(Natural language region descriptions)
[Start of Attachment]

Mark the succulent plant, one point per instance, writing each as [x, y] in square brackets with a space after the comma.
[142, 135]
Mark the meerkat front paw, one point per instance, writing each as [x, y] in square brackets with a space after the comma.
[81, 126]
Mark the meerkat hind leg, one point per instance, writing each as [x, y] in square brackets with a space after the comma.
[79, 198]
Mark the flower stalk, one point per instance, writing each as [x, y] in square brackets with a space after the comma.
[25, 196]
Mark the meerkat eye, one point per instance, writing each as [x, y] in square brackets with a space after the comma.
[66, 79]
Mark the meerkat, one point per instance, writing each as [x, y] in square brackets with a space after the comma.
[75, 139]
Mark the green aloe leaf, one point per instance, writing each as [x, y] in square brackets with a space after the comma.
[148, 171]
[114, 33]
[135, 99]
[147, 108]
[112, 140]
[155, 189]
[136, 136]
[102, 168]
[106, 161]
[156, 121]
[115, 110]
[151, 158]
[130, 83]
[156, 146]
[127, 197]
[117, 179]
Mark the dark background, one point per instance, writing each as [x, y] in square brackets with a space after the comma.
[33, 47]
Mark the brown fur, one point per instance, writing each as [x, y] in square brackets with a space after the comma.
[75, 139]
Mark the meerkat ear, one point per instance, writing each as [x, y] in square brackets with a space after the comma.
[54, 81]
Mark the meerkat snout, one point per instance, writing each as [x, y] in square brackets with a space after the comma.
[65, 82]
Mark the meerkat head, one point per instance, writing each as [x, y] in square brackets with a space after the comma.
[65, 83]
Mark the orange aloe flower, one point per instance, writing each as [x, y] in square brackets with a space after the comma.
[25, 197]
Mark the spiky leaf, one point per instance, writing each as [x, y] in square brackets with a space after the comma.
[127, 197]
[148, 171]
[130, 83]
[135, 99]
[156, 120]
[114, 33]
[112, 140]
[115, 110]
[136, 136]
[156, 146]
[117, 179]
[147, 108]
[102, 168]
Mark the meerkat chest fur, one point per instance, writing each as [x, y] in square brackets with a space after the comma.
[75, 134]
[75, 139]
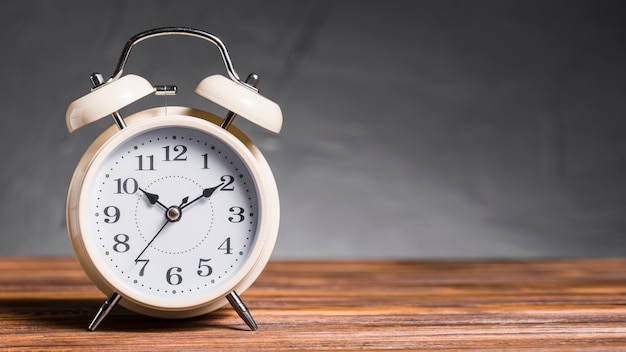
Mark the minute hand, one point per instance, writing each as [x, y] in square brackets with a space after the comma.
[206, 193]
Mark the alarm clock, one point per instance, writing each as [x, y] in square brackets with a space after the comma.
[172, 211]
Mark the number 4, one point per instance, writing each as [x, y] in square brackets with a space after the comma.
[225, 246]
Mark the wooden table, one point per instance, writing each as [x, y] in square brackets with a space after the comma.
[45, 304]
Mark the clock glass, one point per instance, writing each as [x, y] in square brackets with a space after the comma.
[172, 214]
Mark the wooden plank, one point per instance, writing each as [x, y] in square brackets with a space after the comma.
[45, 304]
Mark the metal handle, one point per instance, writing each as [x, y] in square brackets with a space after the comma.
[157, 32]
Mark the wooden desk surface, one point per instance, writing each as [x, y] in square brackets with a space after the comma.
[335, 305]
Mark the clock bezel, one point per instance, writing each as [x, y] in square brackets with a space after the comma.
[105, 279]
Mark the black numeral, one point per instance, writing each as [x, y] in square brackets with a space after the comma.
[203, 268]
[128, 186]
[228, 181]
[143, 268]
[225, 246]
[112, 213]
[150, 166]
[237, 215]
[174, 278]
[180, 149]
[121, 243]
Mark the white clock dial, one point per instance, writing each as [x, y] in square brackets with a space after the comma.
[172, 213]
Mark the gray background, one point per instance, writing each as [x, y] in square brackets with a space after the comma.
[412, 128]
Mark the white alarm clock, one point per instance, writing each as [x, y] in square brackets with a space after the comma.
[173, 211]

[End of Attachment]

TASK STATEMENT — Apart from the pictures, every line above must be repeated exactly.

WRITTEN RESPONSE —
Mark the succulent plant, one point per instance, writing each as [x, y] in square brackets with a space after the comma.
[142, 135]
Mark the meerkat front paw, one point per instance, writing each as [x, y] in square brackets with a space after the comma.
[81, 126]
Mark the meerkat hind leg, one point per instance, writing each as [x, y] in square brackets with a space after the comma.
[79, 198]
Mark the flower stalk, one point per instance, writing each as [x, y] in square brackets with a space after the comma.
[25, 196]
Mark the meerkat eye, one point per instance, writing each as [x, y] in square brackets with a space after the comma.
[66, 79]
Mark the meerkat, one point per instance, writing each as [x, y] in square brackets with a space after the comma.
[75, 139]
Mark the green aloe leaf, one point per instance, writing each as [x, y] in square brackets with a space after the comma.
[148, 171]
[114, 33]
[135, 99]
[147, 108]
[112, 140]
[155, 189]
[136, 136]
[102, 168]
[106, 161]
[156, 121]
[115, 110]
[151, 158]
[130, 83]
[156, 146]
[127, 197]
[117, 179]
Mark the dark background, one point per instance, writing each as [x, y] in square brackets with a space after the comma.
[33, 47]
Mark the brown fur, one point per instance, writing each as [x, y] in square brackets with a space after the comma.
[75, 139]
Mark the meerkat ear, one point per instance, writing each as [x, y] in square brackets with a space after the comma.
[54, 81]
Mark the meerkat snout, one point per instance, writing each as [x, y] in square brackets with a space after the comma.
[65, 82]
Mark the meerkat head, one point per instance, writing each as [x, y] in square brackets with a space after the comma.
[65, 83]
Mark the orange aloe flower, one point per instance, writing each as [x, y] in square brackets with a space after the comma.
[25, 197]
Mark the spiky leaf, one point per instance, writing each as [x, y] in square brackets with a space after the comma.
[127, 197]
[148, 171]
[130, 83]
[135, 99]
[156, 120]
[114, 33]
[112, 140]
[115, 110]
[136, 136]
[156, 146]
[117, 179]
[147, 108]
[102, 168]
Mark the meerkat chest fur, one point per instance, writing each as [x, y] in square brackets with a space after the comma.
[75, 134]
[75, 139]
Mark the minute hand, one point per instance, writing each as [x, y] in square brackets with a space after the comma.
[206, 193]
Mark the alarm clock, one point per instance, writing each as [x, y] in square brackets with a space after the comma.
[172, 211]
Mark the number 4, one point per instance, writing each as [x, y] in square brackets with a space after the comma.
[225, 246]
Mark the wooden table, one point per instance, writing each as [x, y] in square brackets with a space after the comma.
[45, 304]
Mark the clock glass, one point per instance, writing each as [x, y] in square brackets with a space after the comma.
[172, 214]
Mark the wooden plank, one point per instance, writing each as [x, y] in square brackets with a space after the comma.
[45, 304]
Mark the metal handle, one point per instance, writing each as [x, y] in square brackets with a space after the comma.
[157, 32]
Mark the wooden desk surface, one point per instance, writing each as [x, y] in square brackets with a space after the comma.
[335, 305]
Mark the clock bezel, one point per instance, writing each as [x, y] in square brackets with a space after the comma.
[105, 279]
Mark the black numeral, one point per instance, writing each as [x, y] in square brackets with a space after the comma.
[203, 268]
[128, 186]
[228, 181]
[143, 268]
[225, 246]
[112, 213]
[150, 166]
[237, 215]
[174, 278]
[180, 149]
[121, 243]
Mark the white clock dial, one point per instance, writing each as [x, y] in square brackets with a space after the comma.
[172, 213]
Mark the gray background, one point per instance, writing each as [x, y] in square brackets with a space after the comma.
[412, 128]
Mark the white alarm clock, one point per instance, writing each as [x, y] in square brackets with a space after the comma.
[173, 211]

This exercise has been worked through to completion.